Written request:
Please rescale the records below by repeating every line, requests included, with each x and y coordinate in the answers multiplied by 0.35 and rounded to the nearest whole number, halves rounding up. Leave the requests and the format they describe unchanged.

Listed entries:
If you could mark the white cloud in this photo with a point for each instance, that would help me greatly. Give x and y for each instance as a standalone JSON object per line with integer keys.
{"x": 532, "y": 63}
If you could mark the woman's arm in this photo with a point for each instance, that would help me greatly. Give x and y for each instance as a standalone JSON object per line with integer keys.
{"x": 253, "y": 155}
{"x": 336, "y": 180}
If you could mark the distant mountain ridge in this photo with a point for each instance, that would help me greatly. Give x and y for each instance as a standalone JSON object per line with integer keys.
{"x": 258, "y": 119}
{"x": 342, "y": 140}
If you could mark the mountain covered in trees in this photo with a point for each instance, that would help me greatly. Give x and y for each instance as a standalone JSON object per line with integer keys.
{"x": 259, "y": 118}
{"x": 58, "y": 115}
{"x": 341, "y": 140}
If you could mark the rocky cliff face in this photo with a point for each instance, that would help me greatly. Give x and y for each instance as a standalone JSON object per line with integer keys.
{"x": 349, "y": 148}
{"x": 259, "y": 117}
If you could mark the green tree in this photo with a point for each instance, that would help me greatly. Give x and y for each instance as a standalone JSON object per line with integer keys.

Result:
If you could mark the white cloud in this photo with a point for each instance, that would help me greatly. Give x and y for each instance as a standalone JSON object per line with integer keys.
{"x": 186, "y": 22}
If you could mark the woman's arm in this photo with a point for each instance, that would help me greatly. Give x and y for each instance as a standalone JSON object per line with integer keys.
{"x": 89, "y": 54}
{"x": 118, "y": 63}
If you could mark the distant mountain ridge in this photo with a point for each instance, that would help me greatly. Give x and y for each instance as a standalone JSON object per line with integer keys.
{"x": 90, "y": 42}
{"x": 120, "y": 49}
If you could mark the mountain covered in trees in this photo with a point for each instance, that would help me greatly. Give x and y for each instance as a standalone JSON object per line with integer keys.
{"x": 91, "y": 41}
{"x": 20, "y": 40}
{"x": 119, "y": 49}
If you could mark the rocky cliff face in this photo with a point for each instance, that would help me greatly. Give x and y for each instance as a standalone JSON object per line with integer keys.
{"x": 122, "y": 52}
{"x": 91, "y": 41}
If you could mark the green tree in this photo with a point for each instance, that would help me greatly. Give x and y for each instance as a standalone JSON object per line with integer keys.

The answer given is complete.